■ Given task: Please rewrite the items from their start through the line containing "444 112 L 421", replacing "sweater" with "cardigan" and keeping everything else unchanged. Leave the pictures out of your answer.

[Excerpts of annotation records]
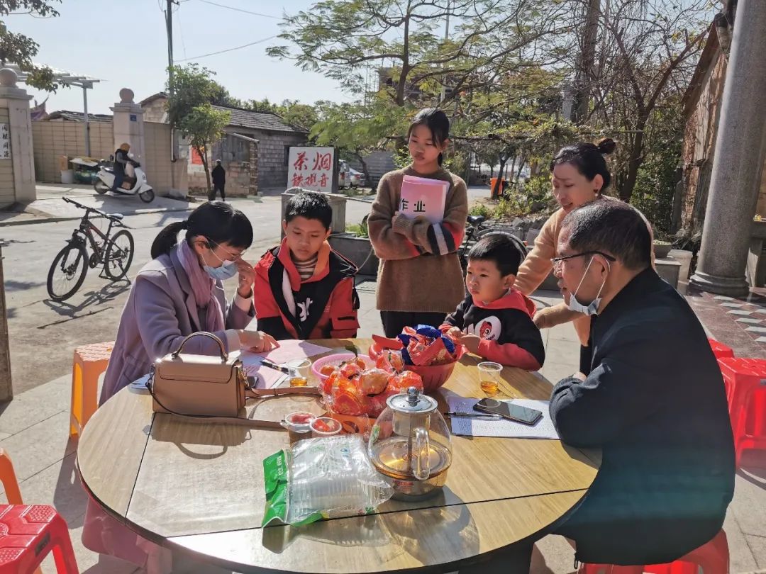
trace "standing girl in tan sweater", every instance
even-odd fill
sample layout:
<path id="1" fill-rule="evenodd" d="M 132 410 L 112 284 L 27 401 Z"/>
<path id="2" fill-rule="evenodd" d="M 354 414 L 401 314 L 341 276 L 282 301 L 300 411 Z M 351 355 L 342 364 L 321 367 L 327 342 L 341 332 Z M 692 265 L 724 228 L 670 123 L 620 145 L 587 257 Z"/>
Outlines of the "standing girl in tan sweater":
<path id="1" fill-rule="evenodd" d="M 444 112 L 421 109 L 408 133 L 412 163 L 389 171 L 378 184 L 368 223 L 381 260 L 377 299 L 387 337 L 408 325 L 438 327 L 465 296 L 457 249 L 465 233 L 468 196 L 465 182 L 442 167 L 449 135 L 450 120 Z M 441 223 L 399 213 L 405 175 L 450 182 Z"/>

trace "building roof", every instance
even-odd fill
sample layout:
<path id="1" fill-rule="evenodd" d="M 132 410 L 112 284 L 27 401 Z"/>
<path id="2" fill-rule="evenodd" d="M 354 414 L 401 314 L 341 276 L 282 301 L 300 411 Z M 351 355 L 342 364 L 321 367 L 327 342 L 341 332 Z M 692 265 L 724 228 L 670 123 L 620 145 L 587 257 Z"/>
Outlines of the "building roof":
<path id="1" fill-rule="evenodd" d="M 714 23 L 710 24 L 708 30 L 708 38 L 705 41 L 705 47 L 702 48 L 702 52 L 699 54 L 699 60 L 697 62 L 697 67 L 694 69 L 694 74 L 689 83 L 689 87 L 686 88 L 686 92 L 681 99 L 684 116 L 689 116 L 696 106 L 697 99 L 699 98 L 699 93 L 705 78 L 707 77 L 708 71 L 715 65 L 719 55 L 720 44 L 719 44 L 718 31 Z"/>
<path id="2" fill-rule="evenodd" d="M 288 132 L 291 133 L 306 133 L 305 129 L 288 126 L 282 118 L 276 113 L 268 112 L 250 112 L 237 108 L 228 108 L 223 106 L 214 106 L 216 109 L 228 112 L 231 114 L 229 126 L 237 128 L 250 128 L 250 129 L 265 129 L 270 132 Z"/>
<path id="3" fill-rule="evenodd" d="M 165 92 L 158 92 L 149 96 L 146 99 L 141 100 L 142 107 L 152 102 L 164 98 L 167 99 L 168 94 Z M 249 128 L 250 129 L 263 129 L 270 132 L 286 132 L 289 133 L 307 133 L 305 129 L 290 126 L 276 113 L 270 112 L 253 112 L 249 109 L 241 109 L 240 108 L 230 108 L 224 106 L 214 106 L 216 109 L 228 112 L 231 114 L 231 119 L 229 126 L 235 128 Z"/>
<path id="4" fill-rule="evenodd" d="M 47 114 L 42 121 L 47 119 L 63 119 L 64 122 L 84 122 L 85 117 L 82 112 L 67 112 L 66 109 L 60 109 Z M 89 122 L 111 122 L 112 116 L 105 113 L 89 113 Z"/>

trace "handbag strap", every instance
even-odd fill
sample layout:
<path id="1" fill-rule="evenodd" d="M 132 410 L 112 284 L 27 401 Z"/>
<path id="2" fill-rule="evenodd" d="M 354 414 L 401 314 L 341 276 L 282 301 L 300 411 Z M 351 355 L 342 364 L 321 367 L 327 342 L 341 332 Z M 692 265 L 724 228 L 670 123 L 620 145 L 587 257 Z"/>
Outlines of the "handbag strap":
<path id="1" fill-rule="evenodd" d="M 197 333 L 192 333 L 190 335 L 187 335 L 184 338 L 184 340 L 181 341 L 181 344 L 178 345 L 178 351 L 173 352 L 172 355 L 174 359 L 178 358 L 178 355 L 181 354 L 181 351 L 183 351 L 184 345 L 186 344 L 186 341 L 191 339 L 192 337 L 208 337 L 216 343 L 218 344 L 218 347 L 221 349 L 221 360 L 225 363 L 229 358 L 229 354 L 226 352 L 226 347 L 224 346 L 224 341 L 222 341 L 218 336 L 213 334 L 212 333 L 208 333 L 206 331 L 200 331 Z"/>
<path id="2" fill-rule="evenodd" d="M 248 377 L 248 382 L 252 384 L 254 382 L 254 379 L 251 377 Z M 285 427 L 282 426 L 282 423 L 279 421 L 273 420 L 261 420 L 259 419 L 248 419 L 245 416 L 215 416 L 213 415 L 188 415 L 184 413 L 178 413 L 178 411 L 173 410 L 172 409 L 169 409 L 167 406 L 162 404 L 162 402 L 157 398 L 157 395 L 154 393 L 154 389 L 152 388 L 152 383 L 154 380 L 153 377 L 149 377 L 149 380 L 146 381 L 146 388 L 149 390 L 149 393 L 152 395 L 152 398 L 157 401 L 157 404 L 162 406 L 168 413 L 175 415 L 176 416 L 180 416 L 184 419 L 190 422 L 219 422 L 229 425 L 239 425 L 241 426 L 247 426 L 249 429 L 275 429 L 277 430 L 286 430 Z M 261 399 L 261 398 L 269 398 L 274 396 L 285 396 L 288 395 L 309 395 L 309 396 L 318 396 L 321 394 L 319 390 L 316 386 L 289 386 L 284 388 L 277 388 L 277 389 L 253 389 L 252 386 L 248 386 L 245 389 L 246 399 Z"/>

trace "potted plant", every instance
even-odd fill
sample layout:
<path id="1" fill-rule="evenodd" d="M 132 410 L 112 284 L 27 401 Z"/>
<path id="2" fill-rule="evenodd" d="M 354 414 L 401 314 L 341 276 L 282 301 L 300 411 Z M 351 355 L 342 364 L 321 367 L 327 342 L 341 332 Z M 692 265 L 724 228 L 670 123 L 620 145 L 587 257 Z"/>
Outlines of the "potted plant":
<path id="1" fill-rule="evenodd" d="M 333 233 L 329 240 L 336 251 L 359 268 L 359 275 L 378 275 L 378 257 L 368 235 L 367 216 L 358 225 L 349 225 L 343 233 Z"/>

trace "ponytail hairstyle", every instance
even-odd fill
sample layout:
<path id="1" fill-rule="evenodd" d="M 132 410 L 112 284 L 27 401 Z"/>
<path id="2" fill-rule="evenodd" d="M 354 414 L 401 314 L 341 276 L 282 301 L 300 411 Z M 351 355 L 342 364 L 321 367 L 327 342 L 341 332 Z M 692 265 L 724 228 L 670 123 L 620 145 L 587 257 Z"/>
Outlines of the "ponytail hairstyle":
<path id="1" fill-rule="evenodd" d="M 617 144 L 611 138 L 604 138 L 597 144 L 581 142 L 565 145 L 551 160 L 551 172 L 553 172 L 553 168 L 557 165 L 569 164 L 577 168 L 577 171 L 584 175 L 588 181 L 592 181 L 597 175 L 601 175 L 604 178 L 604 185 L 598 190 L 598 194 L 601 194 L 612 181 L 612 174 L 609 172 L 604 156 L 614 152 L 616 148 Z"/>
<path id="2" fill-rule="evenodd" d="M 426 126 L 431 132 L 431 140 L 434 145 L 441 147 L 444 142 L 450 139 L 450 119 L 447 114 L 436 108 L 421 109 L 412 119 L 410 129 L 407 132 L 407 139 L 410 139 L 412 130 L 417 126 Z M 444 154 L 439 154 L 439 165 L 444 161 Z"/>
<path id="3" fill-rule="evenodd" d="M 207 201 L 192 211 L 185 221 L 170 223 L 159 232 L 152 243 L 152 259 L 169 253 L 178 245 L 181 230 L 186 230 L 186 243 L 189 246 L 198 235 L 239 249 L 247 249 L 253 243 L 253 226 L 244 214 L 223 201 Z"/>

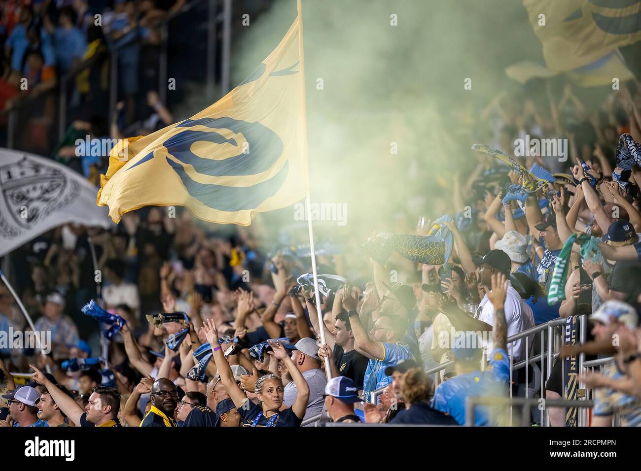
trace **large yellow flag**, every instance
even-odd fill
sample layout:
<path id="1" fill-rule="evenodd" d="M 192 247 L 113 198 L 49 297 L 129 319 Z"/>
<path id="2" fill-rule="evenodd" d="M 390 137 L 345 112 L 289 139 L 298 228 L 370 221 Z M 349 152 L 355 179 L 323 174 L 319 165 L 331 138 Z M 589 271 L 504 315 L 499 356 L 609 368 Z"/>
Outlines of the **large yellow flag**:
<path id="1" fill-rule="evenodd" d="M 112 150 L 97 203 L 114 221 L 146 206 L 181 205 L 205 220 L 249 226 L 256 212 L 304 197 L 301 21 L 219 101 Z"/>
<path id="2" fill-rule="evenodd" d="M 641 40 L 641 0 L 523 0 L 547 69 L 591 64 Z"/>

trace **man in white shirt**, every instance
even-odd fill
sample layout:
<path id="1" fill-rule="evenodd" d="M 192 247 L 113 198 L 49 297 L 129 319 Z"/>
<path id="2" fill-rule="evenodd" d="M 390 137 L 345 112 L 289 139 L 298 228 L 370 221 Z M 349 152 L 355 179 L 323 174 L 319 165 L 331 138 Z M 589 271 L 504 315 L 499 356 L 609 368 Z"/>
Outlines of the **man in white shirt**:
<path id="1" fill-rule="evenodd" d="M 501 250 L 492 250 L 483 258 L 474 261 L 480 265 L 479 271 L 480 284 L 490 290 L 492 286 L 492 275 L 497 272 L 503 272 L 507 278 L 510 276 L 512 262 L 510 256 Z M 506 270 L 506 268 L 507 269 Z M 505 320 L 508 323 L 508 337 L 534 327 L 534 314 L 532 309 L 521 299 L 519 292 L 508 281 L 508 292 L 504 305 Z M 494 306 L 486 294 L 481 300 L 478 309 L 478 320 L 489 326 L 494 325 Z M 528 345 L 531 346 L 534 334 L 528 336 Z M 508 353 L 515 362 L 525 359 L 525 338 L 519 338 L 508 343 Z"/>
<path id="2" fill-rule="evenodd" d="M 503 273 L 506 278 L 510 276 L 512 261 L 510 256 L 501 250 L 492 250 L 483 257 L 474 257 L 474 263 L 479 267 L 479 280 L 481 286 L 488 292 L 492 286 L 492 275 Z M 486 294 L 476 311 L 474 318 L 451 306 L 440 306 L 452 326 L 456 331 L 491 332 L 494 324 L 494 308 Z M 534 327 L 532 310 L 526 304 L 519 293 L 511 285 L 508 286 L 504 308 L 505 319 L 508 323 L 508 336 Z M 532 345 L 534 335 L 529 337 L 529 345 Z M 525 358 L 525 338 L 520 338 L 508 344 L 508 353 L 514 361 Z"/>

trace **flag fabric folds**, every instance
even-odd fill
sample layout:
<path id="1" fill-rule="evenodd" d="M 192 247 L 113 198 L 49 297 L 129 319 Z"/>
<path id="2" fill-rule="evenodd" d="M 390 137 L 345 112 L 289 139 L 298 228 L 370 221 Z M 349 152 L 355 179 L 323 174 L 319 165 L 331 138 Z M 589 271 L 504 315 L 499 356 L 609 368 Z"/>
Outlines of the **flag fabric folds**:
<path id="1" fill-rule="evenodd" d="M 523 4 L 552 72 L 591 64 L 641 40 L 641 0 L 523 0 Z"/>
<path id="2" fill-rule="evenodd" d="M 68 167 L 0 149 L 0 256 L 67 224 L 113 226 L 95 197 L 96 188 Z"/>
<path id="3" fill-rule="evenodd" d="M 97 204 L 115 222 L 146 206 L 181 205 L 212 222 L 249 226 L 308 186 L 304 151 L 301 17 L 240 85 L 148 136 L 122 140 L 101 176 Z"/>

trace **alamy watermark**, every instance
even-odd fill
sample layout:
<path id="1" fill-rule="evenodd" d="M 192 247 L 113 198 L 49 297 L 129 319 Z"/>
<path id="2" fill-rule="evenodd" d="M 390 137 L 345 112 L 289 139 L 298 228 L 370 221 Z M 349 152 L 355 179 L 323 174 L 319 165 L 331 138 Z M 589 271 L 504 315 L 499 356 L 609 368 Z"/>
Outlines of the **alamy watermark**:
<path id="1" fill-rule="evenodd" d="M 51 351 L 51 331 L 0 331 L 0 349 L 37 349 L 43 353 Z"/>
<path id="2" fill-rule="evenodd" d="M 514 155 L 517 157 L 556 157 L 560 162 L 567 160 L 567 139 L 539 139 L 530 138 L 514 140 Z"/>
<path id="3" fill-rule="evenodd" d="M 313 202 L 310 205 L 310 217 L 313 221 L 336 221 L 338 226 L 347 224 L 347 204 L 344 202 Z M 294 205 L 294 219 L 307 220 L 305 204 Z"/>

■ Problem solution:
trace "standing girl in tan cardigan", every instance
even-odd fill
sample layout:
<path id="1" fill-rule="evenodd" d="M 132 410 L 112 284 L 27 401 Z"/>
<path id="2" fill-rule="evenodd" d="M 354 414 L 401 314 L 341 276 L 282 301 L 300 411 Z M 351 355 L 342 364 L 321 367 L 327 342 L 341 332 Z M 692 265 L 724 228 L 670 123 L 620 145 L 587 257 Z"/>
Outlines of the "standing girl in tan cardigan":
<path id="1" fill-rule="evenodd" d="M 444 112 L 421 109 L 408 133 L 412 163 L 389 171 L 378 184 L 368 223 L 381 260 L 377 299 L 387 337 L 408 325 L 438 327 L 465 296 L 457 249 L 465 233 L 468 196 L 465 182 L 442 167 L 449 135 L 450 120 Z M 441 223 L 399 213 L 405 175 L 450 182 Z"/>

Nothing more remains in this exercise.